[[ Supplied passage open ]]

The diagnosis, Gallotto said, was a viral infection.

Rest and medicine followed. Finally, in late August, another test in Spokane with cardiologist Dr. Janice Christensen showed the output of Watson’s heart was back to normal. He was cleared to play.

“Hallelujah,” was Watson’s response.

•••

The hallelujah chorus is easy to understand if you know James’ history.

James said his biological mother, Nash, struggled with drugs, getting clean once after CPS took her children, but relapsing and losing them for good.

He talked with his biological father, Lamont Adams, about three years ago but doesn’t keep in touch.

Watson will tell you he didn’t really start living until Annette Watson, just looking to help someone, anyone, walked into an adoption party when he was 14.

“The only way I know to describe it is, we just heard from God,” Annette said. “We just knew that was him.”

James didn’t. He had been to these parties before. Nothing happened. He played it cool.

“I was having too much fun playing with my friends,” he said, “I didn’t pay them any mind.”

[[ Supplied passage closed ]]

> **What to do**: In the article, which cardiologist ran the late-August test in Spokane that showed Watson's heart output was back to normal? The listing has no connection to the article above.

[[ Excerpted data open ]]

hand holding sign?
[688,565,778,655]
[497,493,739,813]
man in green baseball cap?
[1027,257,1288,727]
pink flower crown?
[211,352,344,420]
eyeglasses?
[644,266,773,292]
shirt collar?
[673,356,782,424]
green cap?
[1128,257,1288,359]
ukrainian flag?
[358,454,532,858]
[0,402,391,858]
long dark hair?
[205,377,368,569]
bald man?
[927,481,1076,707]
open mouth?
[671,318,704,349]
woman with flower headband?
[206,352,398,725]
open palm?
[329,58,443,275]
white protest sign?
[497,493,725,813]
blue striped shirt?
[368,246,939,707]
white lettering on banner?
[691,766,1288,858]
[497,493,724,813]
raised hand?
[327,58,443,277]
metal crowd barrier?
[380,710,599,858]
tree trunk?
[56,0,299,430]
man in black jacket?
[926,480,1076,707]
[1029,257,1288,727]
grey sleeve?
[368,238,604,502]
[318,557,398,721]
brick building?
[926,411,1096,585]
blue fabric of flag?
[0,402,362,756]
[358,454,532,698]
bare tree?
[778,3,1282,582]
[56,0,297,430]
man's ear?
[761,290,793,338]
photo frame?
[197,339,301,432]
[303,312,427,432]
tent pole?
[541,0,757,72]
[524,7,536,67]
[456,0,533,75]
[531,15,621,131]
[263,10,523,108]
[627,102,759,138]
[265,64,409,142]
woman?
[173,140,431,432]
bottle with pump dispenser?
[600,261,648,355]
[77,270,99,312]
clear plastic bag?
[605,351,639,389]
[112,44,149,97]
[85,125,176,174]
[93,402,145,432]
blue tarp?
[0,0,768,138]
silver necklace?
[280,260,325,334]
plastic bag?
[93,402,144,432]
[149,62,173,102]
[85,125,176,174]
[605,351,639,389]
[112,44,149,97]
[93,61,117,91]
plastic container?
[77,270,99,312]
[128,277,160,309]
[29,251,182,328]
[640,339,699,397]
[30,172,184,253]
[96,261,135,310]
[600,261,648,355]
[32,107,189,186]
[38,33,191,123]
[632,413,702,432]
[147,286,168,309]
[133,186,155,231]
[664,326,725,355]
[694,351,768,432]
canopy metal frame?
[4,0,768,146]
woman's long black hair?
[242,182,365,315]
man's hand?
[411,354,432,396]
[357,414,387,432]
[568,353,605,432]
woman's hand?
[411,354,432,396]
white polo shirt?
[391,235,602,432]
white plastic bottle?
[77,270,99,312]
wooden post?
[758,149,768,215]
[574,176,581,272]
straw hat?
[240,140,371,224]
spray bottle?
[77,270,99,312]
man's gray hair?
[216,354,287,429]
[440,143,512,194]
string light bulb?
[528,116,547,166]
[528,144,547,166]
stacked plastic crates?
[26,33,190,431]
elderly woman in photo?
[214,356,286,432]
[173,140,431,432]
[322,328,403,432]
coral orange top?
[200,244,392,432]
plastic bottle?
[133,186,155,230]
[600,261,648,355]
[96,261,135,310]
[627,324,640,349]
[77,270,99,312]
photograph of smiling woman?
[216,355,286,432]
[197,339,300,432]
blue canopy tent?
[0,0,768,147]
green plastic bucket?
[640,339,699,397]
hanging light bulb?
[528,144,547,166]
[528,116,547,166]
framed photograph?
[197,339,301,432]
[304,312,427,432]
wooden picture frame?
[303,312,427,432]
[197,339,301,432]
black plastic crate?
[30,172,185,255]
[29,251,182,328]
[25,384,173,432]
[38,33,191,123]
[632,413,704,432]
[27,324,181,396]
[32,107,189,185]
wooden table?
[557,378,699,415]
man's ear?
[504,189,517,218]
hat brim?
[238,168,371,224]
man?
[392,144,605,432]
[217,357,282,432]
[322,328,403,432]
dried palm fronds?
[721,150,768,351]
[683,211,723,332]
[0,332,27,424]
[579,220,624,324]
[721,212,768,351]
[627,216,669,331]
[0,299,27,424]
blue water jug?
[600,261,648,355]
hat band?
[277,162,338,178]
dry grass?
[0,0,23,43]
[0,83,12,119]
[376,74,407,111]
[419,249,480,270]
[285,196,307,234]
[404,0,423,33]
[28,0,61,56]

[[ Excerpted data closed ]]

> **Solution for this task**: Dr. Janice Christensen